## START Listed records

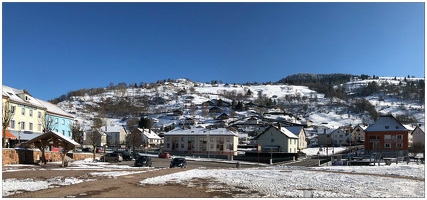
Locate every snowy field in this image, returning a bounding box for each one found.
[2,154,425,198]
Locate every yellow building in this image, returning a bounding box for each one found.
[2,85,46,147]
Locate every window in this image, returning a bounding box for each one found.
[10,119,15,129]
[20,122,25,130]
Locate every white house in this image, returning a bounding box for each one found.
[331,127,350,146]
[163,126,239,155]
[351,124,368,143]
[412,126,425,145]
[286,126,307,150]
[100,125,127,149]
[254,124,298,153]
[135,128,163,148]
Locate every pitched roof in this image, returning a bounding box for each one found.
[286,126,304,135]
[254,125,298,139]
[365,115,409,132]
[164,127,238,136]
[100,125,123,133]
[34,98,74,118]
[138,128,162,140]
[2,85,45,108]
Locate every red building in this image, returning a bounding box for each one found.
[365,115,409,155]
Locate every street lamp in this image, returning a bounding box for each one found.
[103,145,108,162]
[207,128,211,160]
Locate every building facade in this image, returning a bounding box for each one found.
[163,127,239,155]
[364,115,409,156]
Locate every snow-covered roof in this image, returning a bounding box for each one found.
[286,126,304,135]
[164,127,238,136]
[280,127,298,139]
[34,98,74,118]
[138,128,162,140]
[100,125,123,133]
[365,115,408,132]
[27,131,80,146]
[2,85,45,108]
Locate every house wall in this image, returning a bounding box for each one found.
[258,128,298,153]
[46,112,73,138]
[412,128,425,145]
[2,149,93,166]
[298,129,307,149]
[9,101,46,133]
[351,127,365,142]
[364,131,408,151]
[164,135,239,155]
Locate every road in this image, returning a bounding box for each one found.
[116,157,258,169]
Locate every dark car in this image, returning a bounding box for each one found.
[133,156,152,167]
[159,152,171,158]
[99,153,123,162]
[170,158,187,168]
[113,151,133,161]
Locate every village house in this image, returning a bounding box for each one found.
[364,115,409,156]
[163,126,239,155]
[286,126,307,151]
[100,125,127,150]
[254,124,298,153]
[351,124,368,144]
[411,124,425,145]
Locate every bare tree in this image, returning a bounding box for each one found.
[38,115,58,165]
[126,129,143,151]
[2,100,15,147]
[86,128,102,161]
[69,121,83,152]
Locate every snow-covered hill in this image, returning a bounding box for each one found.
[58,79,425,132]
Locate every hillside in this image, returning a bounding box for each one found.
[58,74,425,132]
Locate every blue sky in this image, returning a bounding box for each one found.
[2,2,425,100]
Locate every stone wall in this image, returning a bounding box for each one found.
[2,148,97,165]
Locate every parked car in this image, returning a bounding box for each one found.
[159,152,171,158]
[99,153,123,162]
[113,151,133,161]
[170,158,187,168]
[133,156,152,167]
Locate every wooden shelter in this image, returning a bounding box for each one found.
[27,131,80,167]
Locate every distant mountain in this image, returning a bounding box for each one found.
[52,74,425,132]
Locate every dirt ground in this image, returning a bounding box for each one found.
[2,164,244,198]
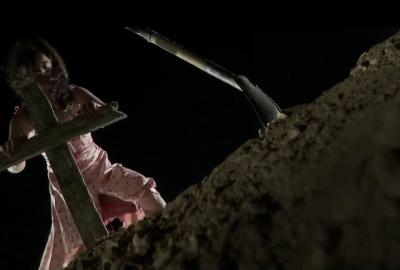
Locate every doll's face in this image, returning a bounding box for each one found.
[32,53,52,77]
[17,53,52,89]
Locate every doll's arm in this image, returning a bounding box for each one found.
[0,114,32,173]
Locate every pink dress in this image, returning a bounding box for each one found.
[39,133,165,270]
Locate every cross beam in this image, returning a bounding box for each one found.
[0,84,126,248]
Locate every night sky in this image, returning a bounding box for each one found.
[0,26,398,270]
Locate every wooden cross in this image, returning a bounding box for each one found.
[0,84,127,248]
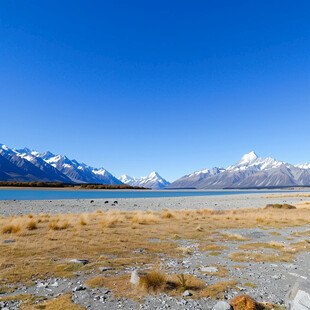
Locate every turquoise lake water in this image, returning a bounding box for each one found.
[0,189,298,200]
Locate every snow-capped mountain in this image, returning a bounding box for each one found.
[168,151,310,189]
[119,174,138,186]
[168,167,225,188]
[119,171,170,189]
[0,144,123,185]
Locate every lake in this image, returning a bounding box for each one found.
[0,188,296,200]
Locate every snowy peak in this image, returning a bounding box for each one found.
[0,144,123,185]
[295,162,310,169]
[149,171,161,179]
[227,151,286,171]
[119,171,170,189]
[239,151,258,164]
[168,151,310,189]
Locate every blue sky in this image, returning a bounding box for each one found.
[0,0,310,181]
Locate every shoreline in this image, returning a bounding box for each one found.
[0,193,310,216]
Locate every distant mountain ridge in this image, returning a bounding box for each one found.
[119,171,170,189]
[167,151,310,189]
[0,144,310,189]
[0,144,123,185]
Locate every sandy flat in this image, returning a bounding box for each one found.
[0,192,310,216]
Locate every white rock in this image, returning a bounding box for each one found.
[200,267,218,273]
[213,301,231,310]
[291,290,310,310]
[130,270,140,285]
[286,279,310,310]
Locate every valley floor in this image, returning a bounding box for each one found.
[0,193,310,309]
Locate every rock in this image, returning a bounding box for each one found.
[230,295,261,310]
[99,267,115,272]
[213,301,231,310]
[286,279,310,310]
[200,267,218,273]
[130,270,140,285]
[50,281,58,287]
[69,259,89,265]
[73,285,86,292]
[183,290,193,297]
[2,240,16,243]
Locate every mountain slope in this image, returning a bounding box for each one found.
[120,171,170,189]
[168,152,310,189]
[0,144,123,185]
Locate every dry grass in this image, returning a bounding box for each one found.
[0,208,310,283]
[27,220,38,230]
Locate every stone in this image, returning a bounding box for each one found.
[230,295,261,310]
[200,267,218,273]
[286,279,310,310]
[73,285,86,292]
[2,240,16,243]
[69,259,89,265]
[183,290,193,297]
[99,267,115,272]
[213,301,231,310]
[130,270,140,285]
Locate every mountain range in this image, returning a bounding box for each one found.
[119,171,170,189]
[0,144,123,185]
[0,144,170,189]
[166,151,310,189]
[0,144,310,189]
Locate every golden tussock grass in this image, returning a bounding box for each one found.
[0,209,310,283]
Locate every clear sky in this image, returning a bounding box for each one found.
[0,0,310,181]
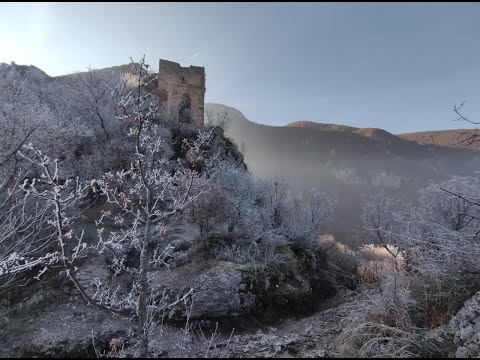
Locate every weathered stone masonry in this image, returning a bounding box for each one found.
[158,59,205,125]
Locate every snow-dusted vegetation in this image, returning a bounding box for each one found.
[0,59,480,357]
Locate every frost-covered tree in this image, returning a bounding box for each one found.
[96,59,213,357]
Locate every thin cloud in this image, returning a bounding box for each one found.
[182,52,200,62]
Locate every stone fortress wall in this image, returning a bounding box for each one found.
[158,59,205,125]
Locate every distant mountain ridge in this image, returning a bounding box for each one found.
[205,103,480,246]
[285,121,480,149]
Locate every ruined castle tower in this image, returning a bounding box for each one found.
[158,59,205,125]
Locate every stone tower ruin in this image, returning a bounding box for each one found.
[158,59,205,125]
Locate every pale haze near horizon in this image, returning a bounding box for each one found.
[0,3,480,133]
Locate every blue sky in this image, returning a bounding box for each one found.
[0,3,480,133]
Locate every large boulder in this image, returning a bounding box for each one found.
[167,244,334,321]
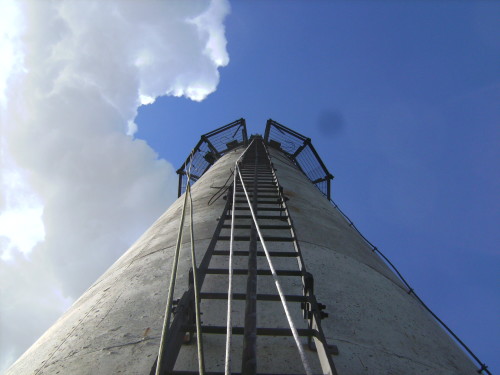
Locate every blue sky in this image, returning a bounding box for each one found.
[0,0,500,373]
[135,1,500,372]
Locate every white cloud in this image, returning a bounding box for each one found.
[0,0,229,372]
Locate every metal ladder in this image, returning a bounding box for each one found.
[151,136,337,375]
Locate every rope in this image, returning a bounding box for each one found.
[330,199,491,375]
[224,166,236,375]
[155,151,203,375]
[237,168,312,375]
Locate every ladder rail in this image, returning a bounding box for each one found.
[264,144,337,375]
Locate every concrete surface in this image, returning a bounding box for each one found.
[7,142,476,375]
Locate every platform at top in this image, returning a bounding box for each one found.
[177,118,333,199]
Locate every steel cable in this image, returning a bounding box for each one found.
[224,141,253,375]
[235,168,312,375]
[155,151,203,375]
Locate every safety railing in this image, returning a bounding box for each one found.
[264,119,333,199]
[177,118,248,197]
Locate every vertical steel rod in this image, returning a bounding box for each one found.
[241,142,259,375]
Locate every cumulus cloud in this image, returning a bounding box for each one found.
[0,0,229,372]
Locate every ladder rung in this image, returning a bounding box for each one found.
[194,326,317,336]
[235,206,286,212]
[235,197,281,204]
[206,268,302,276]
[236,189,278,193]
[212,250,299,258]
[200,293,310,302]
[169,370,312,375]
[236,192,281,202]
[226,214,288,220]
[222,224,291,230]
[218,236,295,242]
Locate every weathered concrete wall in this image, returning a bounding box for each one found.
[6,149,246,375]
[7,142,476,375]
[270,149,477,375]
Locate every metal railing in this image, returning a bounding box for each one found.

## END Listed records

Prompt – Rewrite the records from the line with "Locate every white house" up to and including the line with "[2,148,97,165]", keeping the requests unchanged. Multiply each bounding box coordinate in the answers by 0.2, round to whole numbers (halves go up), and give only these lines.

Response –
Locate every white house in this image, returning a bounding box for each one found.
[66,25,70,29]
[33,25,48,31]
[70,25,74,29]
[82,25,85,29]
[57,25,61,30]
[20,25,25,30]
[51,25,60,31]
[27,26,33,30]
Locate every pitched roof in this image, returning a bounding box for each one found.
[57,25,61,27]
[51,25,60,28]
[73,23,82,26]
[33,25,48,27]
[20,25,25,27]
[7,20,15,24]
[28,26,32,28]
[0,17,9,22]
Locate every red building in this image, returning a bounding box for each one found.
[73,23,82,31]
Locate every street lamp in this image, returning a bounding box for each one found.
[21,29,22,32]
[41,26,42,32]
Locate every building facade in this image, returning a bounding box for each one found.
[33,25,48,31]
[73,23,82,31]
Locate every snow-covered roof in this image, returning a bounding box for each one found.
[57,25,61,27]
[33,25,48,27]
[56,25,60,28]
[7,20,15,24]
[28,26,32,28]
[20,25,25,27]
[73,23,82,26]
[5,26,16,29]
[0,17,9,22]
Locate every house wall in this image, returning a bounding box for each one found.
[52,26,60,31]
[9,22,15,28]
[82,26,85,29]
[0,30,19,33]
[60,26,61,30]
[2,20,9,27]
[70,25,73,28]
[73,26,82,30]
[33,27,48,31]
Locate every road in this image, returning a bounding box for each one found.
[23,31,52,34]
Locate every dark car in this image, returning a bounding box for each one found.
[27,31,30,33]
[32,30,34,32]
[20,31,25,32]
[34,32,37,34]
[23,30,27,32]
Locate every village house in this image, returning a bounding box for each one found.
[73,23,82,31]
[33,25,48,31]
[57,25,61,30]
[20,25,25,30]
[51,25,60,31]
[70,25,74,29]
[82,25,85,29]
Locate every bare tree in this image, returning a bounding box for each one found.
[8,23,12,33]
[25,26,29,30]
[0,20,3,29]
[17,26,20,32]
[14,24,17,30]
Locate every snow-covered hill in this image, returning a bounding box for each one found.
[12,16,85,26]
Locate every hillside in this image, returning a bounding box for each one found.
[12,15,85,26]
Locate every blue sky in this image, returning a bounding box for each one found.
[0,0,85,20]
Locate every stone wall in this image, returning a bounding box for each one found.
[0,30,19,33]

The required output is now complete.